Exercise brief —
A partial copy is required: transcribe exactly the lines from the one containing "Practice. Point out each instance of the uc" through the last line below, without any pictures.

[Referring expression pointing data]
*** Block opens ***

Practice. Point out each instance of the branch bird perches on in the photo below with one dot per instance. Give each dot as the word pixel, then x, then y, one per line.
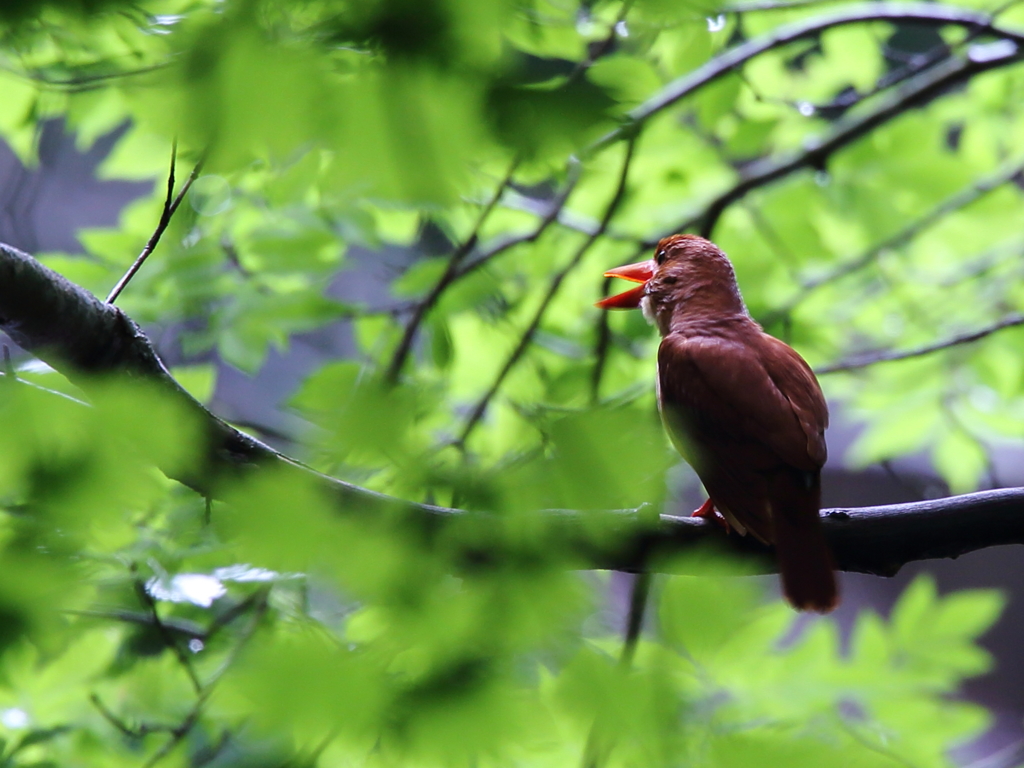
pixel 82 337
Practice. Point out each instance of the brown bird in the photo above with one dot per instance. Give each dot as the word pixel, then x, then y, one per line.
pixel 741 407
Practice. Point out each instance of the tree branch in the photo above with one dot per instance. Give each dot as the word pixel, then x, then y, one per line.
pixel 171 204
pixel 83 338
pixel 953 203
pixel 911 93
pixel 527 336
pixel 870 358
pixel 721 65
pixel 449 276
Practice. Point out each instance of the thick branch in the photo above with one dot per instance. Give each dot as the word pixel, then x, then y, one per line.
pixel 83 338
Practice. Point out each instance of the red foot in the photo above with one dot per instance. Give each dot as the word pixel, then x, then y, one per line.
pixel 708 510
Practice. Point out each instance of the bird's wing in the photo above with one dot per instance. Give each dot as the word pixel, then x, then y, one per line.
pixel 754 392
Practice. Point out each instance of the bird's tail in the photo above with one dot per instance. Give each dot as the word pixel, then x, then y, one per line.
pixel 804 560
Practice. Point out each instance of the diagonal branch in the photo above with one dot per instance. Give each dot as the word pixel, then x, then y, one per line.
pixel 82 337
pixel 871 358
pixel 527 336
pixel 955 202
pixel 449 276
pixel 913 92
pixel 171 204
pixel 924 13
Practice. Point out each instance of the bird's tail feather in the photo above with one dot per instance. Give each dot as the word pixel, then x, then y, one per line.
pixel 804 560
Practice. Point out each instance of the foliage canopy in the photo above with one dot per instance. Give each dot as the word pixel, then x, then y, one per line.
pixel 861 165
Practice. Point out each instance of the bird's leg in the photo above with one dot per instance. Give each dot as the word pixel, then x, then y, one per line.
pixel 708 510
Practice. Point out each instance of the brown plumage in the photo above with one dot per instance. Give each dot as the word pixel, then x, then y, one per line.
pixel 741 407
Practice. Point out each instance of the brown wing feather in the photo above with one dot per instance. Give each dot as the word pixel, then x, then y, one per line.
pixel 741 408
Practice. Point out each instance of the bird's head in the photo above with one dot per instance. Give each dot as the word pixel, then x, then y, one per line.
pixel 689 275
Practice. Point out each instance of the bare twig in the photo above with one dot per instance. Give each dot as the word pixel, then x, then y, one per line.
pixel 912 93
pixel 450 274
pixel 81 337
pixel 527 336
pixel 871 358
pixel 171 204
pixel 165 633
pixel 181 627
pixel 955 202
pixel 138 731
pixel 504 243
pixel 724 62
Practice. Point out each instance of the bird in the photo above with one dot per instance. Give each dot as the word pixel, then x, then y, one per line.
pixel 742 408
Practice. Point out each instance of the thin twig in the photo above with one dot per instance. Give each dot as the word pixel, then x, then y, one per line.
pixel 871 358
pixel 955 202
pixel 8 366
pixel 601 346
pixel 165 633
pixel 182 627
pixel 179 732
pixel 556 282
pixel 450 274
pixel 170 206
pixel 728 60
pixel 505 243
pixel 138 731
pixel 816 155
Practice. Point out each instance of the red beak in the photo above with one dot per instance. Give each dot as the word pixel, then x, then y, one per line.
pixel 639 272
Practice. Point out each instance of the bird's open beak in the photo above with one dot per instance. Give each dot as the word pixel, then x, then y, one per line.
pixel 639 272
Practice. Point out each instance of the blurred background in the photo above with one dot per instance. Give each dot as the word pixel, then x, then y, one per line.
pixel 458 174
pixel 44 207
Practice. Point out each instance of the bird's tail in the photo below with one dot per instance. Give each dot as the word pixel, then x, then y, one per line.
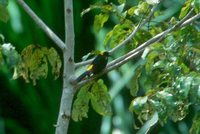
pixel 82 76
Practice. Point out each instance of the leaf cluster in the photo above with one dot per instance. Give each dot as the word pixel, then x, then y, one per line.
pixel 32 63
pixel 170 78
pixel 97 94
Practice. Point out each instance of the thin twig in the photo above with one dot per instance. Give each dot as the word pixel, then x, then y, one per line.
pixel 42 25
pixel 128 39
pixel 134 53
pixel 68 91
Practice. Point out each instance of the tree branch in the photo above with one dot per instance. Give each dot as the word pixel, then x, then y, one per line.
pixel 134 53
pixel 68 71
pixel 42 25
pixel 129 38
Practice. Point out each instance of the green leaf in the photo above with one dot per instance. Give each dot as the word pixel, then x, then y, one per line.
pixel 134 85
pixel 119 33
pixel 34 63
pixel 185 9
pixel 4 15
pixel 197 6
pixel 195 129
pixel 1 57
pixel 122 1
pixel 149 124
pixel 3 3
pixel 153 2
pixel 55 61
pixel 138 104
pixel 81 104
pixel 99 21
pixel 131 11
pixel 184 85
pixel 100 98
pixel 12 57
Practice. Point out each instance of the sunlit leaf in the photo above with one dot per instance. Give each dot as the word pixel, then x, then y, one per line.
pixel 195 129
pixel 134 85
pixel 153 2
pixel 197 6
pixel 11 55
pixel 122 1
pixel 119 33
pixel 149 124
pixel 104 8
pixel 138 104
pixel 81 104
pixel 100 20
pixel 131 11
pixel 34 64
pixel 4 15
pixel 1 57
pixel 185 9
pixel 4 3
pixel 100 98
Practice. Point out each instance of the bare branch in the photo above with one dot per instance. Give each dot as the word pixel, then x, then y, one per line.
pixel 134 53
pixel 128 39
pixel 68 71
pixel 42 25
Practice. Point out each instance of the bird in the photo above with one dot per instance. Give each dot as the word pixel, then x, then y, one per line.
pixel 98 65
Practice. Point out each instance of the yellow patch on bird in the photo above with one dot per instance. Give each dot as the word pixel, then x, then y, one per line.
pixel 89 67
pixel 101 53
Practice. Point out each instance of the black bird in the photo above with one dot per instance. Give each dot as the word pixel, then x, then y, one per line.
pixel 98 64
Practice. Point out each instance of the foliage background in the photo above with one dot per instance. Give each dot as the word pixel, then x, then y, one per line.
pixel 25 108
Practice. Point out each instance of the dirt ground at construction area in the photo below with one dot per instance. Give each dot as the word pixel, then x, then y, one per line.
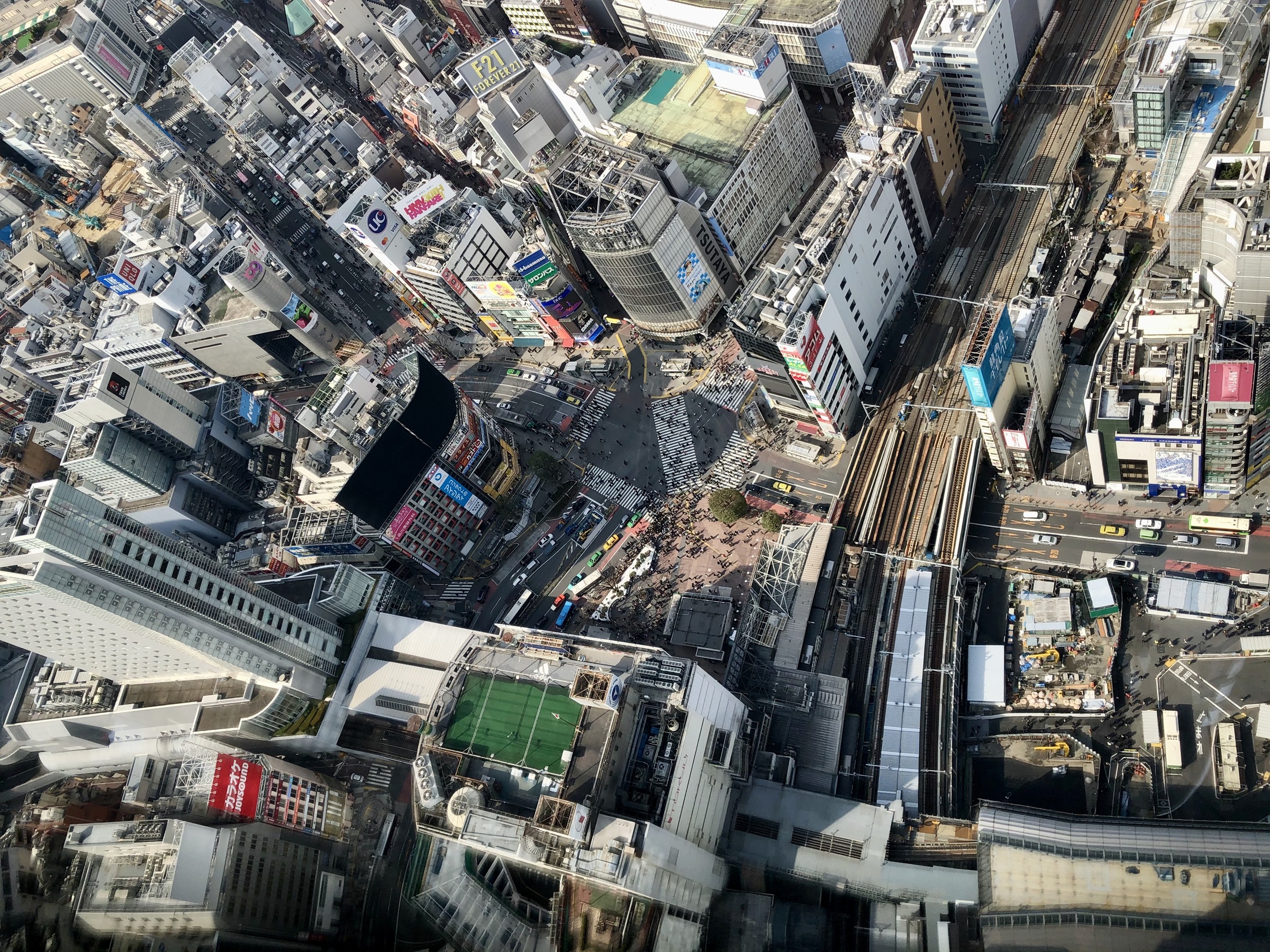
pixel 1043 771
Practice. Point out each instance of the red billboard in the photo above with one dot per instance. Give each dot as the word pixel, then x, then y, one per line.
pixel 236 786
pixel 1231 381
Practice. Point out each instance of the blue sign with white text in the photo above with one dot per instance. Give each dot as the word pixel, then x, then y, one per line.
pixel 116 283
pixel 983 380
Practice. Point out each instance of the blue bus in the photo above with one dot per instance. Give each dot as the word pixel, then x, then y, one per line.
pixel 564 614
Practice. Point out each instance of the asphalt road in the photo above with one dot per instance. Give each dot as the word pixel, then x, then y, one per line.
pixel 812 485
pixel 526 391
pixel 1000 534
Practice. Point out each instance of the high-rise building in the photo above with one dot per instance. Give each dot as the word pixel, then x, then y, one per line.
pixel 623 779
pixel 435 470
pixel 978 50
pixel 822 39
pixel 728 136
pixel 822 308
pixel 98 589
pixel 657 254
pixel 680 28
pixel 178 879
pixel 1228 419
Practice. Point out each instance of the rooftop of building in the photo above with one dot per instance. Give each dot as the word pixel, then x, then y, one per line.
pixel 1045 860
pixel 54 689
pixel 404 447
pixel 597 182
pixel 798 10
pixel 540 725
pixel 1028 316
pixel 678 112
pixel 1155 361
pixel 742 42
pixel 224 305
pixel 953 22
pixel 700 620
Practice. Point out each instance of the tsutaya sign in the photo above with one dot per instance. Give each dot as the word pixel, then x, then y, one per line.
pixel 491 68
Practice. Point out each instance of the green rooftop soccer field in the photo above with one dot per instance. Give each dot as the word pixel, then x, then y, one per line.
pixel 516 722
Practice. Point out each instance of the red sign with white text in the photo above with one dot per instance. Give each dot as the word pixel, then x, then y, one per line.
pixel 236 786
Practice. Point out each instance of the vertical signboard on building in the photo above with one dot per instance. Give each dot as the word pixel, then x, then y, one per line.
pixel 236 786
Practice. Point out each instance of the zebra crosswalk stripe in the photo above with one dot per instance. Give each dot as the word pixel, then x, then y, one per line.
pixel 614 488
pixel 592 414
pixel 456 591
pixel 675 445
pixel 733 466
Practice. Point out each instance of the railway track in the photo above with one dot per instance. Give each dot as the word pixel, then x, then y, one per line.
pixel 897 479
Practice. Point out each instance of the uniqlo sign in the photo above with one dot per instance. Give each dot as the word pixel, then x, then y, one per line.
pixel 236 786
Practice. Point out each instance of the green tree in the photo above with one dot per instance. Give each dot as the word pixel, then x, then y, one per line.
pixel 727 505
pixel 544 465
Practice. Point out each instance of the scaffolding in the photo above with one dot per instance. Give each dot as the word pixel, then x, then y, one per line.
pixel 196 771
pixel 772 592
pixel 982 334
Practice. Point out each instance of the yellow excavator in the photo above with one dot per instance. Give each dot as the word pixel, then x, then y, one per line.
pixel 1059 748
pixel 1048 657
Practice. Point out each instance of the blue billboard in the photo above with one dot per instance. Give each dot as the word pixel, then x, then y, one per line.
pixel 249 408
pixel 116 283
pixel 456 490
pixel 983 380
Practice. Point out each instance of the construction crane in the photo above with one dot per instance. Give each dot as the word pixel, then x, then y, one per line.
pixel 9 170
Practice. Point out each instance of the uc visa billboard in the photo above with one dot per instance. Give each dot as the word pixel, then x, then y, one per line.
pixel 983 380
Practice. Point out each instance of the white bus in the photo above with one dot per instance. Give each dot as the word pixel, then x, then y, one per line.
pixel 517 607
pixel 585 583
pixel 1172 741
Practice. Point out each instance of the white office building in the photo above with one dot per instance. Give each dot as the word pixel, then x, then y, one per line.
pixel 99 591
pixel 823 37
pixel 978 50
pixel 680 29
pixel 827 300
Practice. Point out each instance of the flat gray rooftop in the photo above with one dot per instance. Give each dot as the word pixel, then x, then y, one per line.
pixel 701 621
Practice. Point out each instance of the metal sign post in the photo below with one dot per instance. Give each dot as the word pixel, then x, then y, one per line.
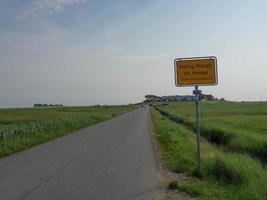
pixel 197 93
pixel 196 71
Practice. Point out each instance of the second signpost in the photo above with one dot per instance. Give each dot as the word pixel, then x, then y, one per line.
pixel 196 71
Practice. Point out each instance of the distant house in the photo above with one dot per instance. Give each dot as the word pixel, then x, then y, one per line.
pixel 47 105
pixel 154 98
pixel 207 97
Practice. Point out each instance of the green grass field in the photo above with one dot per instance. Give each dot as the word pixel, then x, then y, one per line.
pixel 226 171
pixel 23 128
pixel 238 127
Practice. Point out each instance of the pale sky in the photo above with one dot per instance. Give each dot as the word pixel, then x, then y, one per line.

*** Block closes ***

Your response —
Practice. Point out each instance of the uc visa billboard in the photo above with one dot per instance. Give each dot as the word pixel, then x, then y, one per line.
pixel 983 380
Practice. Point out each instance of the white bus in the photo above with one dot per instance. Give each dot as the word pixel, then x, then y, one per line.
pixel 517 607
pixel 585 583
pixel 1172 741
Practice. Point out each instance of the white office building in the photo above with one dot per instance. Give each dot as the word pixel, then x, then y, one per line.
pixel 99 591
pixel 823 37
pixel 978 50
pixel 680 29
pixel 827 300
Practice. Point out each instance of the flat gray rooftop in the photo above with one dot per instance. Give each dot as the word pixel, then x, then y, one per line.
pixel 701 621
Practice. Point out each instance of the metal sign post in the photo below with one dot per instance. Give each dot as the word pixel, then x, then y, one per line.
pixel 197 93
pixel 196 71
Practice. Point out each instance of the second signpost in the photo above with one dot per instance. Give each dot as the word pixel, then x, then y, one per line.
pixel 196 71
Practice. Point out each instance of the distant house in the photo above with one dot per instance. Give each dot as the word pixel, then x, then y, one per line.
pixel 47 105
pixel 154 98
pixel 207 97
Practice. Point out each instance of the green grass field in the photo above with one dot per instance. Give each dot as the word pixel, then x, then y, one per line.
pixel 226 171
pixel 23 128
pixel 238 127
Practice. Point out each instance of the pale sky in the photo above with one dot per instance. Give each dot as the word pixel, then x, then y, one per line.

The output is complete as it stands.